## TASK STATEMENT
Can you carry on the essay on ageing and Bourdieu's cultural capital, picking up after its final sentence?

Realizing that I now see things differently took me to the work of the French sociologist Pierre Bourdieu (1930-2003), who, along with Jean-Claude Passeron, coined the term ‘cultural capital’. In attempting to situate where power in society lay, Bourdieu maintained that an elite who could control social, economic, and cultural capital, would also be able to determine what counted in current culture, as well as who got what in terms of the best jobs, academic positions, and so on.

What is most important in Bourdieu’s philosophy, and relevant to my thoughts on ageing, is how he attempts to plot the dynamics of power in society. Of particular interest is how he shows the diverse and subtle ways in which power is transferred and maintained in society within and across generations. As he points out, this is especially so regarding the education system, which slots individuals into their ‘correct and appropriate’ place in society. As a working class grammar school boy, I was always interested in the finer aspects of life, like chess, painting, and literature. When eventually, after several dead-end jobs, I secured a place at university there came a realization. This was that I could get into a feel-at-home mode in a variety of different social circles, having the codes and language that were seemingly required at that time to enter both working class and university environments.

During my philosophical journey and reflection on ageing, I have realized that I am no longer the aspirant academic intellectual, but an older variant of my younger self. Gone is the universal statement joining me to the academic family. The ‘I’ has become objectified and turned into an empirically knowable ‘me’. Looking back to ‘me’ as the working class boy from the East End of London, where a whole range of symbolic elements – tastes, mannerisms, credentials, personal belongings – were collected, these now seem to me to be more important than academic credentials, as they equip one with the ability to understand and integrate with a range of people from different backgrounds, both socially and professionally.

As I age, I seem to receive more views on my LinkedIn page than ever before! One can only assume that these do not represent intentions of offering employment to a potentially self-isolating seventy-four year old, but rather that my postings perhaps provide some personal amusement, enjoyment and intrigue to those reading. Perhaps they can see something in my recent postings that reminds them of themselves.

## PROVIDED RECORDS
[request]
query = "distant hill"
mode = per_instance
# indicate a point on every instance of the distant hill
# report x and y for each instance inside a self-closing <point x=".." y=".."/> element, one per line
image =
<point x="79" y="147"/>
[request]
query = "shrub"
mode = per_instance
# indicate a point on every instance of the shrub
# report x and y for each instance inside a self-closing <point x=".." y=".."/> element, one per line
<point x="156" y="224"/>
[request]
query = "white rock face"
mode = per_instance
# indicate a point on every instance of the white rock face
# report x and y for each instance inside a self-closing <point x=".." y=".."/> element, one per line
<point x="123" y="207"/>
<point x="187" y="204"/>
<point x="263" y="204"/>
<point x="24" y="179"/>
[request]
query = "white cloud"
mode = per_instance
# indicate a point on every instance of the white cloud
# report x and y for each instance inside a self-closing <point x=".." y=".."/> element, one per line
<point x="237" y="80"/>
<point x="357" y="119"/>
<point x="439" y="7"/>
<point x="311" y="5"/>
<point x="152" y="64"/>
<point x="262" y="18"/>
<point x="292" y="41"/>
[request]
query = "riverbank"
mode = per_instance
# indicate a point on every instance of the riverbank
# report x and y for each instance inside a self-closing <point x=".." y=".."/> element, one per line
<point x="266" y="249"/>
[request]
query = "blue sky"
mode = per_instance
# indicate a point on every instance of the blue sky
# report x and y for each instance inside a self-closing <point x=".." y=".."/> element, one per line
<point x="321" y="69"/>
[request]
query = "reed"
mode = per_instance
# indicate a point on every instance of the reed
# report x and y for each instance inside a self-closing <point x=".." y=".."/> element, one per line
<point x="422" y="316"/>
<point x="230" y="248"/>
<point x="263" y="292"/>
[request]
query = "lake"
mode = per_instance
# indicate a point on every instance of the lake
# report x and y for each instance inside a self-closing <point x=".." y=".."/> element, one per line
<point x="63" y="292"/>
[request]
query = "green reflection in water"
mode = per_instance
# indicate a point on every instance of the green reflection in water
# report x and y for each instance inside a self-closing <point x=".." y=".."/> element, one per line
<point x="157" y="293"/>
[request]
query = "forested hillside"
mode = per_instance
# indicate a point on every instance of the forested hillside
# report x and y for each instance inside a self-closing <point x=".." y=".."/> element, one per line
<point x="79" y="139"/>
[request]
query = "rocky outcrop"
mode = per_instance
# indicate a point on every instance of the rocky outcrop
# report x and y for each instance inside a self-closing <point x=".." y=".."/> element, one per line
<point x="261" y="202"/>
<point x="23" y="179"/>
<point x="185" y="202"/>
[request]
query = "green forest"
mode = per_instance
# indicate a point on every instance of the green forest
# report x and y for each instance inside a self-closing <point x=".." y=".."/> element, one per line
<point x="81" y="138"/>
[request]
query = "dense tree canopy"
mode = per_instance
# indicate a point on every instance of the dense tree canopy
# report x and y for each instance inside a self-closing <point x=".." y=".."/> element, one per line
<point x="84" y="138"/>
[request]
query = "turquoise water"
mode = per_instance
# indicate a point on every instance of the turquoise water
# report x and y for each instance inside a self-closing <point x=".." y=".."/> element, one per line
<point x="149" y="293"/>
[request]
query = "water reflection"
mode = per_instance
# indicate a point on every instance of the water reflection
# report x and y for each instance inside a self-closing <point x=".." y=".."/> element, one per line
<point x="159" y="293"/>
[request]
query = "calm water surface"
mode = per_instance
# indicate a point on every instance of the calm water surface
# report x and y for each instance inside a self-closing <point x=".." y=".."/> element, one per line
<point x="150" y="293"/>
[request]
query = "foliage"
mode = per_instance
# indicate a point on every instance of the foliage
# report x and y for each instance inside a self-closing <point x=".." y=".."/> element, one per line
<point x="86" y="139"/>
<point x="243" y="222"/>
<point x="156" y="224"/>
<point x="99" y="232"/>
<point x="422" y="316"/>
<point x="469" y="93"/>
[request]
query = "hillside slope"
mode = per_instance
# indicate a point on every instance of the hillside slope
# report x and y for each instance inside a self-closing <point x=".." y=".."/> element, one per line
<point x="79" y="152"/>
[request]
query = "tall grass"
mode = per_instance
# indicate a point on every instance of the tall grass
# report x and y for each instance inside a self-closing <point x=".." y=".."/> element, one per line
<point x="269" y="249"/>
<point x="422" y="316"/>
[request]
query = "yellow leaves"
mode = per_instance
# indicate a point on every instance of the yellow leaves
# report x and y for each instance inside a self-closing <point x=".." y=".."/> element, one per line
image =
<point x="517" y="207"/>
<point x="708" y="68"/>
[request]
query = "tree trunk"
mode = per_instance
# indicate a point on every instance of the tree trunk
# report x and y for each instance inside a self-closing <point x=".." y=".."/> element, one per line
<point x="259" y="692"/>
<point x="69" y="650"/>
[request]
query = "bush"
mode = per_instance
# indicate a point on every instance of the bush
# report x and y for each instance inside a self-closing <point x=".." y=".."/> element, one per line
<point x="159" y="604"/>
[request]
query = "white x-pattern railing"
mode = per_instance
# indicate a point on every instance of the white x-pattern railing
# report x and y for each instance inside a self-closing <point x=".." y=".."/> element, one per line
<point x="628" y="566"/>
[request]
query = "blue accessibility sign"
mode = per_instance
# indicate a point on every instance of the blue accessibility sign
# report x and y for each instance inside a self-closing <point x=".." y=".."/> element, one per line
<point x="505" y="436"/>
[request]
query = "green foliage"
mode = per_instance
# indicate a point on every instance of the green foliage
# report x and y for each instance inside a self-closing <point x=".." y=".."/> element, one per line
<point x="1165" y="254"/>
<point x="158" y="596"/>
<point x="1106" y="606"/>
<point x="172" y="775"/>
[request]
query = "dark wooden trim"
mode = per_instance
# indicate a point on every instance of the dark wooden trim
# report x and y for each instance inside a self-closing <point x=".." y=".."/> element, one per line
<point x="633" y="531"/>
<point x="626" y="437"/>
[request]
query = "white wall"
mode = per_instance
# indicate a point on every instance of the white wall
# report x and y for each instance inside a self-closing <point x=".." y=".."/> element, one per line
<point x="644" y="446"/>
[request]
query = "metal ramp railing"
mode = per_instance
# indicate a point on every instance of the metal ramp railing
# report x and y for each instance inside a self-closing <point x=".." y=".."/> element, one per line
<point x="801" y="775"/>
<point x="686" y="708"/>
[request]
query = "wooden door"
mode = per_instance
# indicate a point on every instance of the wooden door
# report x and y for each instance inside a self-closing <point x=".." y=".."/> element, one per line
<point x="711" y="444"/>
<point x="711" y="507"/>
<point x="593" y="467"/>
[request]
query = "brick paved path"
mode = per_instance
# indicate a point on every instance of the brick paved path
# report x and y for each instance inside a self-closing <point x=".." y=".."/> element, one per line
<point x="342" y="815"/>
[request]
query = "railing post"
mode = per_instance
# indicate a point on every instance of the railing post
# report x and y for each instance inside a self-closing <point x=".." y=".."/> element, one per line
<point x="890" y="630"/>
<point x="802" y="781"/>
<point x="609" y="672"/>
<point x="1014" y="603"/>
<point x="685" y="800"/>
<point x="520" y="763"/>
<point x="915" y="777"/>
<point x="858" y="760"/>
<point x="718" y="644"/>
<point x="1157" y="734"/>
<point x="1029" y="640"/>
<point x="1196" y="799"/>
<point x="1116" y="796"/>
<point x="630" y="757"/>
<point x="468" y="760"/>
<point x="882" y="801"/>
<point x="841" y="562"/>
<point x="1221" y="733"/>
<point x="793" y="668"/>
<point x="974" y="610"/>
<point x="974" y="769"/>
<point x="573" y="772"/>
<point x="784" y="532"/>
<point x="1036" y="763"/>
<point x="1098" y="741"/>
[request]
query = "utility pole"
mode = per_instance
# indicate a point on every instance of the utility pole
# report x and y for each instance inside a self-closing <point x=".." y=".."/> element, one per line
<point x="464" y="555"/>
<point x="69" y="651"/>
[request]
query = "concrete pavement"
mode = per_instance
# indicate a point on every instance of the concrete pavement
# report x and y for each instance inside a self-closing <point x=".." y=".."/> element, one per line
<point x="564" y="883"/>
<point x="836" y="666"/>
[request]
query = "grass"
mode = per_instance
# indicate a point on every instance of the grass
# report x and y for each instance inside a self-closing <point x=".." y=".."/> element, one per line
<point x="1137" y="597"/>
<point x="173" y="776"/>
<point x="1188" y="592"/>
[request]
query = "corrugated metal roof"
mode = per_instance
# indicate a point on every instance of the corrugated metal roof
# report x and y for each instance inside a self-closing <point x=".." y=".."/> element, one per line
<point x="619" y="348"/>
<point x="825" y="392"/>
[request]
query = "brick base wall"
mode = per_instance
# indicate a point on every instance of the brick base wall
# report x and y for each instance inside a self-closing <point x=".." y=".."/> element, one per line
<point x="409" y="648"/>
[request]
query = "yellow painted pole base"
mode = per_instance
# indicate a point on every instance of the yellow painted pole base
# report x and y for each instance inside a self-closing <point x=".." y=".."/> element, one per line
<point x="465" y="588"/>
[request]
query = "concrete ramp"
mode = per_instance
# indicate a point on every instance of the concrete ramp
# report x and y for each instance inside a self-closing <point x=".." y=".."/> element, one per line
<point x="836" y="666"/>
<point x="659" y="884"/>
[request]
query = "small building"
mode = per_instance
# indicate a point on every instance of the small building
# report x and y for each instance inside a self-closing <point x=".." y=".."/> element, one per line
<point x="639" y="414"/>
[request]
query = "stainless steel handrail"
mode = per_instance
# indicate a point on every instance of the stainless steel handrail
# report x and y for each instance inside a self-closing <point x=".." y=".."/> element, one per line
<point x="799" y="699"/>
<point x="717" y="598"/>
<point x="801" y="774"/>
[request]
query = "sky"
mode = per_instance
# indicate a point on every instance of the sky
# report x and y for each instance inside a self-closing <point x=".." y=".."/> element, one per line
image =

## ANSWER TO THIS EXERCISE
With this in mind, it is thrilling to revisit the work of Canadian educationalist Henry Giroux (b.1943), especially Border Crossings (1992), which addresses the blurring of boundaries between disciplines and discourses, raising questions and problems about crossing boundaries and encouraging “understanding how fragile identity is as it moves into borderlands crisscrossed within a variety of languages, experiences and voices.”

My philosophical journey regarding ageing was inspired by my attempting to get to grips with the fears and confusion of being an older person at the time of a pandemic. My doubts and concerns as to how life changes over the years were reinforced by my updating my LinkedIn profile and rewatching the Bergman film. However, beginning my philosophical journey with Descartes and his quest for certainty, and revisiting the works of some of the most influential continental and international thinkers, I now have a greater understanding of the ageing process and how philosophy can aid comprehension and coherence. With age, my competitive edge has diminished, as have professional jealousies of those who seem to have done better or progressed further than me. A certain haphazardness seems to go together with age, and should be accepted.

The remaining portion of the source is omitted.